八木 漁協の建物にライブカメラを設置して、
大船渡の港を生中継。

朝の6時くらいに
船がワーッと出て行くのを配信したんですね。
── それで今日は漁があるんだな、と。
八木 雨なら船が出ないから、漁はなし。
── ええ、ええ。
八木 で、そのカメラって
見てるお客さんが動かせるんです。

そうすると、あちこちぐるぐる回して
「スリッパ落ちてます」とか。
── あはははは、漁協の片隅に(笑)。
八木 なんか、気になるんでしょうね。

メールで
「スリッパが落ちてます」
「ぞうきんが落ちてます」
とかって、いちいちお知らせが来る。

で、こっちも
「ただいまスリッパ回収しました!」
と報告したりして(笑)。
── いいですねぇ(笑)。

**演習の課題**
1) 漁協のライブカメラの話から、「八木 雨なら船が出ないから、漁はなし。」を含む語句で始まり「とかって、いちいちお知らせが来る。」で終わる部分を、一字も変えずに抜き出してもらえますか?
2) 漁協のライブカメラの話を、最後の文の後から書き継いでもらえますか?

**資料**
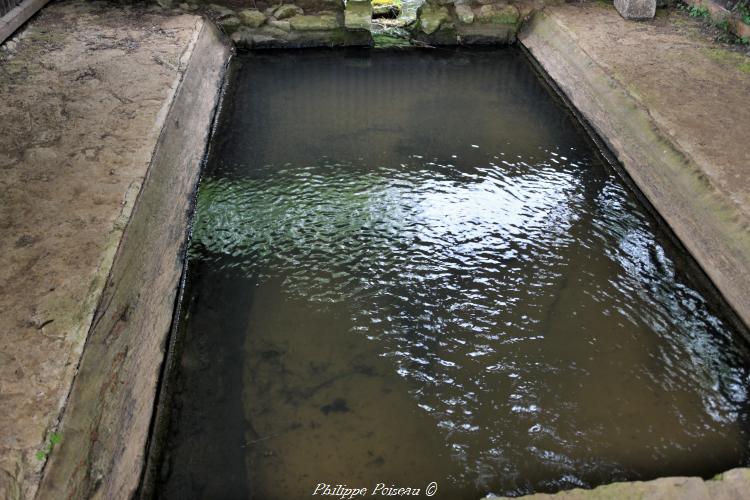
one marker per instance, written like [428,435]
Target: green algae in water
[410,267]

**演習の結果**
1)
八木 雨なら船が出ないから、漁はなし。
── ええ、ええ。
八木 で、そのカメラって
見てるお客さんが動かせるんです。

そうすると、あちこちぐるぐる回して
「スリッパ落ちてます」とか。
── あはははは、漁協の片隅に(笑)。
八木 なんか、気になるんでしょうね。

メールで
「スリッパが落ちてます」
「ぞうきんが落ちてます」
とかって、いちいちお知らせが来る。

2)
八木 最初のうちは、ただおもしろがってたんですが、
インターネットって
キャッチボールじゃないですか、お客さんとの。

「スリッパが落ちてるよ」とメールくれた人が
魚や産地に興味を持ってくれて、
ひとりの「お客さん」に、なってくれるんです。
── ええ、ええ。
八木 そうなるともう、俄然おもしろくなっちゃって。
見せたいところが、いっぱい出てくる。

たとえば
11月には、サケの遡上がはじまるんですよ。
これ、見せたいじゃないですか。
── サケの遡上‥‥見たいです。
八木 ただ、川の真上からカメラで撮っても、
よく見えないし、
いまいち迫力がないんですよ。

だから、アクリルを切り出して
ハウジング(防水ケース)を自分でつくって
カメラを川のなかに突っ込んで
「サケ、来るよー!」みたいに言って。
── おお。
八木 なかなか来ないんですよ。
── あはは、サケの都合もありますもんね(笑)。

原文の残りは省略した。